_Required task 1_. List every length of time mentioned in the travel account about the road to Damascus below.

_Document excerpt_.
In these moments I feel far from the St Sean I’d love to be. I feel I am selfish, that my life, well at least this part of my life, is all about me, and nobody else. Nizam is a supportive disciple though, still playing with his beard as we drive along, the hot air gushing through the open windows, he says, “Who are we if we are not happy? There are some things we have to do”.

The border finally approaches, and after 2 nights sleeping rough in Turkey we are almost there. We pass through the Turkish control, and finally we are hearing Arabic sounds. I smile sweetly at the cigarette smoking Syrian inspecting my passport. I can almost smell the hummus waiting for me.

Suddenly he looks up and points to an Israeli baggage sticker on the back of my passport and before I know it we are being escorted out of Syria and back into Turkey. Bastard. I feel so stupid. I never checked my passport for stickers… It’s a 3 day drive back to Istanbul. Does the road to Damascus end here, at the border?

Fortunately Nizam befriends one of the border guards who tells us to take the sticker off and try again at the next crossing. It adds an hour and half to our 4 day trip, but spirits are up and we soldier on. At the next crossing they say they do not issue visas. I am asked to explain the reasons for my visit and my occupation. The mere mention of TV sounds alarm bells and Nizam does some quick and clever talking. The boss here is warming to us and wants to help, he hands Nizam a cigarette and rings his boss. 3 hours later we pass through the checkpoint and celebrate with a non-alcoholic beer from the fist shop we find.

“Welcome back to Syria St Sean we’ve almost made it now”, I smell the air and feel the land and smile at Nizam. Now we are really on the road to Damascus.

_Required task 2_. Write out the listing from its beginning through the line that contains "[[13,98],[0,97],[0,110],[13,107]]", including both ends. Leave the picture out.

_Image boundary annotation listing_.
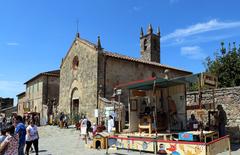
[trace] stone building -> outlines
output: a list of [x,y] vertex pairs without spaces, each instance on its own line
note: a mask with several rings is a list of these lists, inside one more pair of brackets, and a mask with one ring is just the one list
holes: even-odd
[[[110,98],[116,85],[157,76],[168,72],[169,78],[189,75],[191,72],[160,64],[160,31],[140,33],[141,58],[132,58],[106,51],[100,38],[93,44],[77,33],[60,68],[59,110],[75,115],[85,114],[92,121],[98,108],[98,96]],[[123,90],[121,102],[127,108],[128,92]]]
[[13,98],[0,97],[0,110],[13,107]]
[[26,84],[26,102],[24,112],[40,113],[41,125],[49,121],[49,116],[55,111],[53,105],[59,98],[59,70],[40,73]]
[[23,116],[25,111],[29,111],[29,109],[26,109],[26,92],[18,94],[17,98],[17,113],[18,115]]

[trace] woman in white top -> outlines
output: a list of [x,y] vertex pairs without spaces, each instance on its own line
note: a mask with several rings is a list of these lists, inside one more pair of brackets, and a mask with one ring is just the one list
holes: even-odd
[[6,127],[6,138],[0,145],[1,155],[17,155],[18,154],[18,134],[14,135],[14,126]]
[[110,115],[108,120],[108,133],[112,132],[113,127],[114,127],[114,120],[113,120],[113,117]]
[[30,120],[29,125],[27,127],[27,134],[26,134],[26,154],[29,154],[29,149],[31,145],[33,144],[36,155],[38,155],[38,129],[37,125],[35,124],[34,120]]

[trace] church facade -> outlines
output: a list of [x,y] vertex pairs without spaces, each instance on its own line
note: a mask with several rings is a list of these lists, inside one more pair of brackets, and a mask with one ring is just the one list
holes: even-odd
[[[80,38],[73,41],[60,67],[59,112],[84,114],[95,121],[94,109],[98,97],[110,98],[116,85],[134,80],[163,77],[169,78],[192,74],[160,63],[160,31],[153,33],[149,25],[147,33],[140,33],[141,58],[132,58],[109,52],[96,44]],[[121,102],[127,105],[128,92],[123,90]]]

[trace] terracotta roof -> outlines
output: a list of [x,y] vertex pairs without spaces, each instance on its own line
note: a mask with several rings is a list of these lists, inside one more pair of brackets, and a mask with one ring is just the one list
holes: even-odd
[[174,67],[167,66],[167,65],[163,65],[163,64],[160,64],[160,63],[157,63],[157,62],[152,62],[152,61],[146,61],[146,60],[142,60],[142,59],[137,59],[137,58],[133,58],[133,57],[129,57],[129,56],[125,56],[125,55],[121,55],[121,54],[113,53],[113,52],[109,52],[109,51],[104,51],[103,53],[104,53],[106,56],[113,57],[113,58],[117,58],[117,59],[122,59],[122,60],[127,60],[127,61],[134,61],[134,62],[139,62],[139,63],[143,63],[143,64],[149,64],[149,65],[153,65],[153,66],[158,66],[158,67],[163,67],[163,68],[168,68],[168,69],[183,71],[183,72],[192,74],[192,72],[185,71],[185,70],[182,70],[182,69],[179,69],[179,68],[174,68]]
[[[94,43],[92,43],[92,42],[90,42],[88,40],[82,39],[82,38],[76,37],[75,40],[76,39],[81,41],[82,43],[88,45],[89,47],[95,48],[97,50],[97,45],[96,44],[94,44]],[[74,40],[74,42],[75,42],[75,40]],[[69,49],[69,51],[70,51],[70,49]],[[68,53],[69,53],[69,51],[68,51]],[[67,55],[68,55],[68,53],[67,53]],[[106,50],[103,50],[103,54],[106,55],[106,56],[109,56],[109,57],[117,58],[117,59],[133,61],[133,62],[139,62],[139,63],[143,63],[143,64],[148,64],[148,65],[153,65],[153,66],[157,66],[157,67],[178,70],[178,71],[182,71],[182,72],[186,72],[186,73],[192,74],[192,72],[189,72],[189,71],[186,71],[186,70],[183,70],[183,69],[179,69],[179,68],[163,65],[163,64],[160,64],[160,63],[157,63],[157,62],[152,62],[152,61],[146,61],[146,60],[142,60],[142,59],[138,59],[138,58],[133,58],[133,57],[129,57],[129,56],[126,56],[126,55],[121,55],[119,53],[109,52],[109,51],[106,51]],[[67,55],[65,56],[64,60],[66,59]]]
[[42,75],[46,75],[46,76],[60,76],[60,70],[53,70],[53,71],[39,73],[38,75],[34,76],[30,80],[26,81],[24,84],[27,84],[27,83],[29,83],[29,82],[39,78]]
[[25,95],[25,94],[26,94],[26,92],[24,91],[22,93],[17,94],[17,96],[22,96],[22,95]]

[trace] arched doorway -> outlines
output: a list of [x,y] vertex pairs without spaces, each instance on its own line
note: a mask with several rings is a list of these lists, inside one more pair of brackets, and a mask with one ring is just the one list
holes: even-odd
[[77,88],[74,88],[72,90],[72,95],[71,95],[71,105],[70,105],[70,115],[73,119],[79,116],[79,91]]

_Reply 1_.
- 2 nights
- 3 day drive
- an hour and half
- 4 day trip
- 3 hours

_Reply 2_.
[trace] stone building -> outlines
output: a list of [x,y] vertex pairs without spaces, each instance on its own line
note: a mask with several rings is a list of these lists, inside one more pair of brackets, and a mask with one ring is just the one list
holes: even-odd
[[[110,98],[116,85],[157,76],[168,72],[169,78],[189,75],[191,72],[160,64],[160,31],[140,33],[141,58],[132,58],[106,51],[100,38],[93,44],[77,33],[60,68],[59,110],[75,115],[85,114],[92,121],[98,108],[98,96]],[[123,90],[121,102],[127,108],[128,92]]]
[[13,98],[0,97],[0,110],[13,107]]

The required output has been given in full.